# Selected extract
*** Begin section ***
The idea that microorganisms are the overriding cause of many diseases was initiated by Louis Pasteur in the 19th century.
‘Germ theory’ as it came to be called began when Pasteur noticed a correlation between sick animals and humans and high levels of bacteria and viruses compared to those who were not sick.
This assumption grew to guide the practice of allopathic, conventional medicine. That is the idea that germs infect our bodies and cause disease. If we wage war on the disease and successfully eliminate it, the body will no longer be blocked from returning to optimal health.
This is similar to the foreign policy of the United States. If something doesn’t act in the way you want it to just eliminate it and hope something ‘better’ grows in its place despite having no change to the environment. This understanding of disease gives practitioners a lens through which to view proper rehabilitation to health.
It has lead to an era of antibiotic drugs, chemical pesticides, herbicides, vaccines and antibacterial soaps resulting in a germphobic society and a pharmaceutical empire. These wars have interfered with the body’s naturally microbiome and has impaired our immunity.
Cut out or destroy cancer cells to eliminate cancer. Destroy all bacteria to eliminate a bacterial infection. Treat an adolescent annoyance by chemically altering the personality. The war strategy has become our collective primary response.
*** End section ***
# Available data
*** Begin section ***
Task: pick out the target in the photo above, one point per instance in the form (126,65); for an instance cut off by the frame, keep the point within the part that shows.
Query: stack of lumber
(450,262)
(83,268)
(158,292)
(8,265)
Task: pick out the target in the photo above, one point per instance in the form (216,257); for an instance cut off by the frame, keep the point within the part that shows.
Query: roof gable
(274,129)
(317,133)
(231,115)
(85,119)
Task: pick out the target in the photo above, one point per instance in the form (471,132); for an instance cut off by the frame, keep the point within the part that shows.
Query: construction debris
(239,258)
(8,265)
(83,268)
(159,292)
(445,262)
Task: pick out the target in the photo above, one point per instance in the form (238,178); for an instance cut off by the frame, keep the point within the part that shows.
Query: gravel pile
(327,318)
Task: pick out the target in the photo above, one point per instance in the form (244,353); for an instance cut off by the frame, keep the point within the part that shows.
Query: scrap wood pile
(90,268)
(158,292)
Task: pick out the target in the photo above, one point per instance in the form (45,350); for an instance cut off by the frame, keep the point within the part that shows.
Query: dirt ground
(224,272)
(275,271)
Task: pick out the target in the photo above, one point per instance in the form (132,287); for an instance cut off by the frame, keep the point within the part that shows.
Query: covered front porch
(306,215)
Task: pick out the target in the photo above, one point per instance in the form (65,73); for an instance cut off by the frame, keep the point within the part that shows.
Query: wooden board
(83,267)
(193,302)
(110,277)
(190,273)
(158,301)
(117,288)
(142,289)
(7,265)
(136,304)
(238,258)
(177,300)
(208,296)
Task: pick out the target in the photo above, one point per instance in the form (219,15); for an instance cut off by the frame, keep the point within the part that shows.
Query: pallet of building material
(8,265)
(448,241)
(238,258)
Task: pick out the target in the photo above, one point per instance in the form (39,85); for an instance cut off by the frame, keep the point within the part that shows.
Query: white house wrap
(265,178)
*** End section ***
# Brief A
Answer these questions about the germ theory passage, one line each:
(i) Who started the idea that microorganisms are the overriding cause of many diseases, and in which century?
(ii) What kind of medicine did this assumption grow to guide?
(iii) What does the passage say the war strategy has become?
# Brief B
Copy the germ theory passage word for word from "It has lead" to "collective primary response.".

# Your response A
(i) Louis Pasteur, in the 19th century.
(ii) Allopathic, conventional medicine.
(iii) Our collective primary response.

# Your response B
It has lead to an era of antibiotic drugs, chemical pesticides, herbicides, vaccines and antibacterial soaps resulting in a germphobic society and a pharmaceutical empire. These wars have interfered with the body’s naturally microbiome and has impaired our immunity.
Cut out or destroy cancer cells to eliminate cancer. Destroy all bacteria to eliminate a bacterial infection. Treat an adolescent annoyance by chemically altering the personality. The war strategy has become our collective primary response.